- [YOUR GOAL]: Reproduce every line of the records below verbatim.

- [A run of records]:
__________________________________________________
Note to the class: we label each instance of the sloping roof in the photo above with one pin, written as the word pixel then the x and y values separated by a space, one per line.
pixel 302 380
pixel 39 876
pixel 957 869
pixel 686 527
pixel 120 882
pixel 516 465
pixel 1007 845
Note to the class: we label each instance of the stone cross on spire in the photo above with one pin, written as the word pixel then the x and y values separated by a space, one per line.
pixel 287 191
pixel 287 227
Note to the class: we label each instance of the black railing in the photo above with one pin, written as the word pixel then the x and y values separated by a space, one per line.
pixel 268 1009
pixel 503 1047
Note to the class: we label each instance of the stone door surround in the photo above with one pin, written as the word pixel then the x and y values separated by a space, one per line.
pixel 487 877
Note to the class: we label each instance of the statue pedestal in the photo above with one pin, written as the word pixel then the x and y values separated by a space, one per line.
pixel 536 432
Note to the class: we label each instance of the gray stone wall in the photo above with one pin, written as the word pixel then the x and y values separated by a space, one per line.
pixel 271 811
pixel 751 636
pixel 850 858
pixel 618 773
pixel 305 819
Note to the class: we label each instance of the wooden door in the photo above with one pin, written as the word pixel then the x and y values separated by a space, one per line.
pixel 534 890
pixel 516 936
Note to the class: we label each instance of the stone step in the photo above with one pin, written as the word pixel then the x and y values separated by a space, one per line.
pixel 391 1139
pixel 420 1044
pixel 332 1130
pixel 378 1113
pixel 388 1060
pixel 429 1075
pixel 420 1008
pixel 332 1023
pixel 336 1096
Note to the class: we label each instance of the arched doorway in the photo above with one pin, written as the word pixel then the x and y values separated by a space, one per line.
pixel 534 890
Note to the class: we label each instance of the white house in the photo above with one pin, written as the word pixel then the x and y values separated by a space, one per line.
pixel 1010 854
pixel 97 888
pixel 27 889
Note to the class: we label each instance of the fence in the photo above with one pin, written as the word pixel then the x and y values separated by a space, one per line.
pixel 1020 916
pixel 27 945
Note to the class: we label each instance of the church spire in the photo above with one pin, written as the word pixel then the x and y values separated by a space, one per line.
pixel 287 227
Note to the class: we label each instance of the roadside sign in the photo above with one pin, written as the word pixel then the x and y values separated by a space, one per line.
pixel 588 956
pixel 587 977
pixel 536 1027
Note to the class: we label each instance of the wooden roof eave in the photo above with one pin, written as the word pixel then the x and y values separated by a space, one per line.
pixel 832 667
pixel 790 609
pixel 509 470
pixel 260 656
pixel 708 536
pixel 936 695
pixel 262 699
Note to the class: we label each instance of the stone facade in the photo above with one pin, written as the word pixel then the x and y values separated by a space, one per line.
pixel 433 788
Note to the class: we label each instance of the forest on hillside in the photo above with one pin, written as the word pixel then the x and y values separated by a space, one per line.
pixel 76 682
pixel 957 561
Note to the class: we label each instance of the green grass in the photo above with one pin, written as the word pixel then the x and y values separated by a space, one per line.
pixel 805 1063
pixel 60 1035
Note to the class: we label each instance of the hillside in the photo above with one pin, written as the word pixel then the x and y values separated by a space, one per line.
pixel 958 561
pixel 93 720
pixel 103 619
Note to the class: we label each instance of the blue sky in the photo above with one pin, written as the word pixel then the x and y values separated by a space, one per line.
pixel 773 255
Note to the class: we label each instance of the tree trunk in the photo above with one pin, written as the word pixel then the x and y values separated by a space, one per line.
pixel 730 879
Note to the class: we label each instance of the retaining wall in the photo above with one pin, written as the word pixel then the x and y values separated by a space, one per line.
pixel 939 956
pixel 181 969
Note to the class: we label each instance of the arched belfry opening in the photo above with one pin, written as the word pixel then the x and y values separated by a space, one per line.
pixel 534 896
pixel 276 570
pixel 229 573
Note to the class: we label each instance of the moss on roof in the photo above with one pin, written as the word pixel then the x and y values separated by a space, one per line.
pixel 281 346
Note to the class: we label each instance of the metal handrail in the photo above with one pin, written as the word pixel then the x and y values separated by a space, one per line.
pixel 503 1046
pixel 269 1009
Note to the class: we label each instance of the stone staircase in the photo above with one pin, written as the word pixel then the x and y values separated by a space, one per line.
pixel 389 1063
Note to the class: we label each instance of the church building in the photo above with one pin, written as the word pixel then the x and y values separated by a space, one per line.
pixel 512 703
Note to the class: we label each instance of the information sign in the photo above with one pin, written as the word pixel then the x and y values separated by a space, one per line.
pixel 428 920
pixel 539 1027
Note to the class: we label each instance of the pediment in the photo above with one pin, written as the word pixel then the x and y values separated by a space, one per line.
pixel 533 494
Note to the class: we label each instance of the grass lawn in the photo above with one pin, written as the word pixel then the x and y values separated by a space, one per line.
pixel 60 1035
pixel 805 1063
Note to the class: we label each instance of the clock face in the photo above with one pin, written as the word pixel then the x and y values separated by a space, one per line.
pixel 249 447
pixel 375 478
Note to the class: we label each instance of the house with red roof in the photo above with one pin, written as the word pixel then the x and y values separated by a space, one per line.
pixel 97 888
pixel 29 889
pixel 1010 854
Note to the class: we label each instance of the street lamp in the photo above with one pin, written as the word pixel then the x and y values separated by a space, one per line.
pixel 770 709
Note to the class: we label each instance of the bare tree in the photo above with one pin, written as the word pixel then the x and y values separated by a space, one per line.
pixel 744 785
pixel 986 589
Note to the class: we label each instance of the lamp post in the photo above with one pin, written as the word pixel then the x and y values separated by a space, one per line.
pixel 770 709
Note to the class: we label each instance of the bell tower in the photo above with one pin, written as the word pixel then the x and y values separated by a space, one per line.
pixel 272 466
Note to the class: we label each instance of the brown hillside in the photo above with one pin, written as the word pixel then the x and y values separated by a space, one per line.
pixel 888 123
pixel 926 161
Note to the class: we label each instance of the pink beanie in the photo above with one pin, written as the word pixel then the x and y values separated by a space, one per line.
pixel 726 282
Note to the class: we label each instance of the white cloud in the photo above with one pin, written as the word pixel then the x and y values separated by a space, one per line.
__________________________________________________
- [RESPONSE]:
Note to the class: we label each instance of the sloping roof in the photo above with one pin, written as the word pixel then the x and y values separated by a space, one per line.
pixel 302 380
pixel 39 876
pixel 957 869
pixel 686 527
pixel 120 882
pixel 516 465
pixel 1007 845
Note to the class: we label each instance of the stone cross on spire in the photo above with one pin, written as the word pixel then the x and y values separated by a space, one per line.
pixel 287 191
pixel 287 227
Note to the class: we label each instance of the black railing in the photo above with one pin, written as the word pixel then the x and y values separated by a space, one per line.
pixel 268 1009
pixel 503 1047
Note to the class: we label each instance of the stone door surround in the photo above with one pin, written as the word pixel then the x and y values separated by a space, one per line.
pixel 487 877
Note to the class: we label each instance of the statue pedestal in the photo above with one pin, written as the word pixel then the x and y values separated by a space, one per line.
pixel 536 432
Note to the class: we label each instance of the gray stone wall in the photo above with one pin, written as the word pixel then the x and y values separated by a space, one per line.
pixel 271 811
pixel 751 636
pixel 850 858
pixel 618 773
pixel 305 819
Note to the class: we label each instance of the wooden door in the photo above with one pin, written as the word pixel then the x and y values separated by a space, one per line.
pixel 534 890
pixel 516 936
Note to the class: we label each instance of the stone step in the photo above with one pin, written as the word pixel then the x and y values separated by a space, one per line.
pixel 391 1139
pixel 420 1044
pixel 332 1130
pixel 378 1113
pixel 388 1060
pixel 429 1075
pixel 420 1008
pixel 332 1023
pixel 336 1096
Note to the class: we label each instance of the arched doorway in the photo above with one pin, written as the word pixel then the x and y values separated by a space, one per line.
pixel 534 890
Note to the class: we label each instance of the white house in the photo above with one pin, written as the word pixel then the x and y values separated by a space, one per line.
pixel 1010 854
pixel 97 888
pixel 27 889
Note to the class: we label each instance of the fence in the photo above with one pin, written as the word pixel then the x and y values separated by a space, one per line.
pixel 1020 916
pixel 27 945
Note to the class: we label each instance of the church spire in the photo above with one pin, written as the word pixel then the x and y values separated by a space, one per line.
pixel 287 227
Note to the class: we label each instance of the roadside sign in the photo above with one pin, written as the word pixel then the x and y values separated by a space, one per line.
pixel 588 956
pixel 587 977
pixel 536 1027
Note to the class: we label each instance of the wooden roof eave in the photo above with one pin, written as the word pixel then the x and y values separated by a space, one per line.
pixel 832 667
pixel 790 609
pixel 509 470
pixel 260 656
pixel 708 536
pixel 936 695
pixel 262 699
Note to the class: we label each instance of the stone facade in the photo above with one pin, written as the word pixel then the x and y values separated by a space, one per line.
pixel 433 788
Note to the class: we label each instance of the forest on hillside in the photo above with one pin, written as the word pixel then the x and y values separated by a space, one per line.
pixel 76 682
pixel 957 561
Note to the class: we label each instance of the green grass in the photo above with one pin, written as the word pixel then the x and y values separated by a space, one per line.
pixel 805 1063
pixel 60 1035
Note to the class: we label each instance of the hillside in the photo above with one pin, written as the word pixel then the x and y values separated by a space, one per line.
pixel 958 561
pixel 93 720
pixel 103 619
Note to the class: we label each instance of the blue sky in the photo above with one pin, written as the word pixel then the x and y values separated by a space, one per line.
pixel 773 255
Note to the class: we label each instance of the tree trunk in the photo above with one pin, written as the word pixel then the x and y values separated by a space, one per line.
pixel 730 879
Note to the class: we label each instance of the retaining wall in the photo above with one pin, written as the word pixel then the x and y values separated by a space, one per line.
pixel 939 956
pixel 181 969
Note to the class: we label each instance of the arched belfry opening in the photo above with one pin, written as the word pixel then the x and y values separated by a space, one per line.
pixel 534 896
pixel 276 570
pixel 229 573
Note to the class: we label each instance of the moss on roof in the photo above with one pin, written as the word pixel then the x and y values separated by a space, one per line.
pixel 281 346
Note to the class: we label each instance of the metal handrail in the photo above with one pin, written as the word pixel then the x and y values separated by a space, one per line.
pixel 503 1046
pixel 269 1009
Note to the class: we label each instance of the stone staircase in the photo above with one pin, written as the word pixel then the x and y values separated by a space, one per line.
pixel 389 1063
Note to the class: we label each instance of the church building in the photo above with one pin, written as the word pixel then the x and y values separated by a space, one per line.
pixel 512 703
Note to the class: we label each instance of the information sign in the photo above with one pin, written as the word pixel then the x and y values separated by a space, one per line.
pixel 428 920
pixel 539 1027
Note to the class: we label each instance of the pediment in the photo above with one pin, written as the word pixel then the x and y values separated by a space, one per line.
pixel 533 494
Note to the class: we label each instance of the grass lawn in the photo above with one pin, written as the word pixel then the x and y values separated by a space, one per line.
pixel 60 1035
pixel 805 1063
Note to the class: we label each instance of the clock face in the photo above with one pin, written as the word pixel then the x and y values separated by a space, one per line.
pixel 249 447
pixel 375 478
Note to the class: we label each instance of the house with red roof in the photo above with one pin, written as the word pixel then the x and y values separated by a space, one per line.
pixel 97 888
pixel 29 889
pixel 1010 854
Note to the class: we label each instance of the street lamp in the photo above with one pin, written as the word pixel then the x and y values separated by a space, one per line.
pixel 770 709
Note to the class: we label each instance of the bare tree in the photo above with one pin, written as the word pixel then the x and y values separated by a space, one per line.
pixel 744 785
pixel 986 589
Note to the class: we label each instance of the lamp post in the photo above with one pin, written as the word pixel then the x and y values separated by a space, one per line.
pixel 770 709
Note to the class: we label each instance of the bell tower in the photo above with one pin, written as the word pixel then the x and y values separated by a space, one per line.
pixel 272 466
Note to the class: we label each instance of the brown hillside in the photo above with one pin, written as the word pixel then the x and y values separated by a space, one per line.
pixel 888 123
pixel 926 161
Note to the class: we label each instance of the pink beanie in the photo above with one pin, written as the word pixel then the x and y values separated by a space, one per line.
pixel 726 282
Note to the class: we label each instance of the white cloud in the photo above with one pin, written as the word pixel then the x and y values separated by a space, one per line.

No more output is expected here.